§ **Problem description**:
Reproduce the records from their start through the line holding "(1212, 354)", inclusive, requests and all, scaling every point coordinate in the answers by 2.6 and rounding to whole numbers with halves rounded up. Return only those lines.
-- START OF Data for the task --
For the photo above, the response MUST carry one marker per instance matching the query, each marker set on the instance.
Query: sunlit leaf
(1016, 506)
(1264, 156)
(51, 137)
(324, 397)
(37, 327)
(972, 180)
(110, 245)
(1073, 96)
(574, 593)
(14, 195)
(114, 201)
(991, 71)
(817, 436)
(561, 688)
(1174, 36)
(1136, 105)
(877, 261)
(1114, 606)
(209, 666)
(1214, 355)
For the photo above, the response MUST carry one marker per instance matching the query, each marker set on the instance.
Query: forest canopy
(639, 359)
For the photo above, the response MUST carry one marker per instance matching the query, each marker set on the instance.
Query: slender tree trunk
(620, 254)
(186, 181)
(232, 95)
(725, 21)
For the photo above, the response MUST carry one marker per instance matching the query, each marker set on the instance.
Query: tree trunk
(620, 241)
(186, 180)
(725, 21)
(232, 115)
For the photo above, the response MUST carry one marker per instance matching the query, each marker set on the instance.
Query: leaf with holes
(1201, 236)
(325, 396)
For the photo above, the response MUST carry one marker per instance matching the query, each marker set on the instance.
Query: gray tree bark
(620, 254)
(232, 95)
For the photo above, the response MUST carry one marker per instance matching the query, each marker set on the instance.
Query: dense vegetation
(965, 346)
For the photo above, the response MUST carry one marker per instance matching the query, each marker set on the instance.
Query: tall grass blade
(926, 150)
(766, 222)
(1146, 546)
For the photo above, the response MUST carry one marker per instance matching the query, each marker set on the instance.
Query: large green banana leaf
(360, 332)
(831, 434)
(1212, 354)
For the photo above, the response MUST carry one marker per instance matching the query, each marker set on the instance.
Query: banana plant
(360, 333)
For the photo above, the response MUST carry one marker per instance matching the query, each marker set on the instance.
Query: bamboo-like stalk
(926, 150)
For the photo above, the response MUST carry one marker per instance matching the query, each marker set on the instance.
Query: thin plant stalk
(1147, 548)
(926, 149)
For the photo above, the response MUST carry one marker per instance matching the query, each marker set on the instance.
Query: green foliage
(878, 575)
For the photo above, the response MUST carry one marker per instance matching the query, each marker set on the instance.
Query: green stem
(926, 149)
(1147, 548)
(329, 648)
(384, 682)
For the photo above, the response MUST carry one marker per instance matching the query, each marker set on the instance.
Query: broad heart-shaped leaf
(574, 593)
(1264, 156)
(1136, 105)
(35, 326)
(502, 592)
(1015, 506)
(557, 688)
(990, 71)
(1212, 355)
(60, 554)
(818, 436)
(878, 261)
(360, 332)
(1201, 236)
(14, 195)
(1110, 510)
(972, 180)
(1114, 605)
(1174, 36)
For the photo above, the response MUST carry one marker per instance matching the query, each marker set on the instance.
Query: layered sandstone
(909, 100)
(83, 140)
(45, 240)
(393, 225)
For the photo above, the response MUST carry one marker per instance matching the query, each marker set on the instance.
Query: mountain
-- END OF Data for the task --
§ **Finished task**:
For the photo above, the response MUST carry one marker per instance matching the query, each marker set on the instance.
Query: sunlit leaf
(2642, 1316)
(3286, 406)
(133, 356)
(842, 1032)
(96, 850)
(2527, 468)
(286, 637)
(2790, 250)
(1492, 1542)
(36, 507)
(296, 523)
(2577, 185)
(2124, 1134)
(1459, 1789)
(3052, 94)
(2954, 273)
(2280, 679)
(2896, 1576)
(543, 1732)
(3156, 923)
For the photo above, the response MUST carry one marker per instance matching the query, each marker set on the instance.
Query: forest canopy
(1661, 933)
For the photo above, the response MUST carry one marker per instance matching the query, each marker set on the instance.
Query: slender tree trunk
(1612, 660)
(484, 471)
(603, 247)
(1885, 55)
For the photo above, the response MUST carry one marker per instance matching the query, each marker set on the instance.
Query: tree trunk
(1612, 627)
(484, 468)
(1885, 55)
(603, 299)
For the photo above, the response MUST carry one marker per instance matching the query, each marker set on the instance.
Query: leaf with holes
(3123, 614)
(845, 1030)
For the photo above, the response MUST carry one marker per instance matching the query, each marker set on the instance.
Query: gray tree bark
(1612, 660)
(603, 247)
For the photo above, the response MUST carry one marker per instance matching the query, each marker set on the instance.
Query: dense vegetation
(2509, 900)
For the photo above, the response MUST carry one marker per instance matching the query, each marker set on the instance.
Query: tall grass blade
(2408, 390)
(1992, 577)
(2980, 1420)
For the photo above, the response MUST carry one marker per instance matching the query, each marker set on the instance.
Query: large green banana leaf
(936, 863)
(2161, 1128)
(3151, 920)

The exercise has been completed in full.